══ Records provided
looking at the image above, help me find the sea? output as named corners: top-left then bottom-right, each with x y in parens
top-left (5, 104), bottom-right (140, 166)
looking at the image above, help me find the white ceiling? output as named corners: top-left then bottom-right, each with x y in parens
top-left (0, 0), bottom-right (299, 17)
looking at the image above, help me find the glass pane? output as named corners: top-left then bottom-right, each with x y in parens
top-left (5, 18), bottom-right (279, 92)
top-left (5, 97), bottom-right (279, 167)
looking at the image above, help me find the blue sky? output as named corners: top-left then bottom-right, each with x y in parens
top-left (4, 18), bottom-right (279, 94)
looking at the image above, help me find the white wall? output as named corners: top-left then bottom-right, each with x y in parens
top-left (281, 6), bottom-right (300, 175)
════
══ Records provided
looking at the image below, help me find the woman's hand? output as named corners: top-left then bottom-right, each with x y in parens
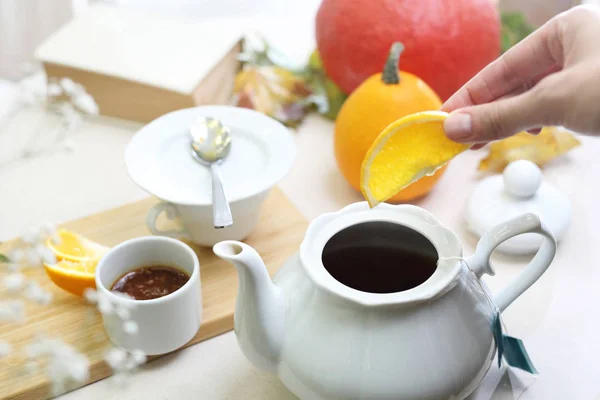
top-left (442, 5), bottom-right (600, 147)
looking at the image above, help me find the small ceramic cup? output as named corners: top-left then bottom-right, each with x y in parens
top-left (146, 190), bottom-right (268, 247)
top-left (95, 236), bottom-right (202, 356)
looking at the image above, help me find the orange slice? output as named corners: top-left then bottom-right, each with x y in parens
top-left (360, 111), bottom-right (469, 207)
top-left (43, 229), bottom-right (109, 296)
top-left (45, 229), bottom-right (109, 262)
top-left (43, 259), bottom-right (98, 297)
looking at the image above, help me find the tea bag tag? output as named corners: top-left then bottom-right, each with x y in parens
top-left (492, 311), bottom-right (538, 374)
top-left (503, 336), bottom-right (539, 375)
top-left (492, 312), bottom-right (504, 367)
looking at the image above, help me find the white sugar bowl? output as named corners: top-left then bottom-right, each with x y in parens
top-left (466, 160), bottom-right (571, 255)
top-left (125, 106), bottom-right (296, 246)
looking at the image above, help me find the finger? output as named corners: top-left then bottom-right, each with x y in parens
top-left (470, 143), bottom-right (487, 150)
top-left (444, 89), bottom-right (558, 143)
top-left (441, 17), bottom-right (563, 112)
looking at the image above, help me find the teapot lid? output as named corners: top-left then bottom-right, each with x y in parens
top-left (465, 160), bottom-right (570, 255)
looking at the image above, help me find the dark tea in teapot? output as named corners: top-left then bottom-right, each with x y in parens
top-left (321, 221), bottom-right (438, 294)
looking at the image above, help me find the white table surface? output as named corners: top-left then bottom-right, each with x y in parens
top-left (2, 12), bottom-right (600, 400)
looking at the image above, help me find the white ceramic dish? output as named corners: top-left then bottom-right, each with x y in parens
════
Exercise instructions: Look above for the line with "looking at the image above, help me find the dark" and the line with "looking at the image above, help me find the white ceramic". Retype those two lines and every line between them exactly, adding nothing.

Result of the task:
looking at the image above, help me find the dark tea in teapot? output as named corners: top-left then bottom-right, each with x y in parens
top-left (321, 221), bottom-right (438, 294)
looking at the image above, help me find the white table surface? output as named corners: top-left then bottom-right, each with x y in parens
top-left (2, 12), bottom-right (600, 400)
looking at the image above, help me find the white ceramic dish? output as named corners: top-left then bottom-right, each with x y in parens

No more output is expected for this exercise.